(Working data):
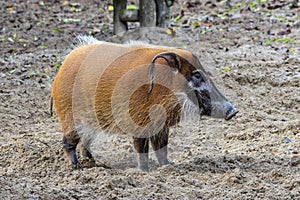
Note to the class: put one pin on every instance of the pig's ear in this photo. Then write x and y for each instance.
(171, 58)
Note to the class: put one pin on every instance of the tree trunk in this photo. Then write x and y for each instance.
(147, 13)
(161, 13)
(119, 25)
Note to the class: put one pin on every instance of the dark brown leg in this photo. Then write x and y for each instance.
(69, 146)
(85, 152)
(159, 144)
(141, 146)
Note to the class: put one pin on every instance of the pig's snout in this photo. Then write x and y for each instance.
(231, 111)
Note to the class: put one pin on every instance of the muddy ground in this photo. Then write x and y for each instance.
(251, 49)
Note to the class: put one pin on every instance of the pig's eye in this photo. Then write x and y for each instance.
(197, 77)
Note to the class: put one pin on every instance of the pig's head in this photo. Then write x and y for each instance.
(197, 86)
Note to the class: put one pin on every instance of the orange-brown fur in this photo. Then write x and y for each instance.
(92, 57)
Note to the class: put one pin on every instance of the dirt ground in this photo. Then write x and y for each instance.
(251, 49)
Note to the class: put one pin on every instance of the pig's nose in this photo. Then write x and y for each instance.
(231, 111)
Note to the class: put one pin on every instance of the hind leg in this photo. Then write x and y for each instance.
(141, 146)
(159, 144)
(70, 142)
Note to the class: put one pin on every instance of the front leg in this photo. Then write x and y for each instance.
(159, 144)
(141, 146)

(Task instructions):
Swap "in this photo" for "in this picture" throughout all the records above and write them out again with nothing else altered. Leave the pictures out.

(Exercise output):
Note to the class: put one pin on every instance of the pig's ear in this picture. Then write x and y for each instance.
(171, 58)
Note to the class: put one pin on every instance of the tree trunk in this picture. Then write x and y for each instance.
(147, 13)
(161, 13)
(119, 25)
Note to the class: put one pin on every instance of the dark brown leg in this picture. Then write x and y for each instance.
(69, 146)
(85, 152)
(159, 144)
(141, 146)
Note to the class: put one pin on every instance of the pig's snout in this picture. Then write x and y for each instance.
(231, 111)
Note to the class: put one pin on every instance of the muddy ground in this picture. Then write x and y for each instance.
(251, 49)
Note to the class: put one pin on every instance of the pig's eye in this picture. Then write x and y for each instance.
(197, 77)
Note to the class: put one pin on every instance of the pig's head in this picture. Then write x and y for each instance.
(197, 86)
Note to the class: put one pin on every instance of the orange-brown fur in this picture. Then write x and y for each instance.
(92, 57)
Note to the class: put one pin on every instance of the dirt ground in this picture. Then write x and y for each instance.
(251, 49)
Note to the class: put one pin on every instance of the pig's nose in this picture. Then write x and y for each instance.
(231, 111)
Note to the class: put one pin on every instance of the hind leg in this picture. Then write x and y for each instance.
(141, 146)
(159, 144)
(70, 142)
Note to the class: put one pin on every instance of the front leg in this picture. Then write x and y for each instance.
(159, 144)
(141, 146)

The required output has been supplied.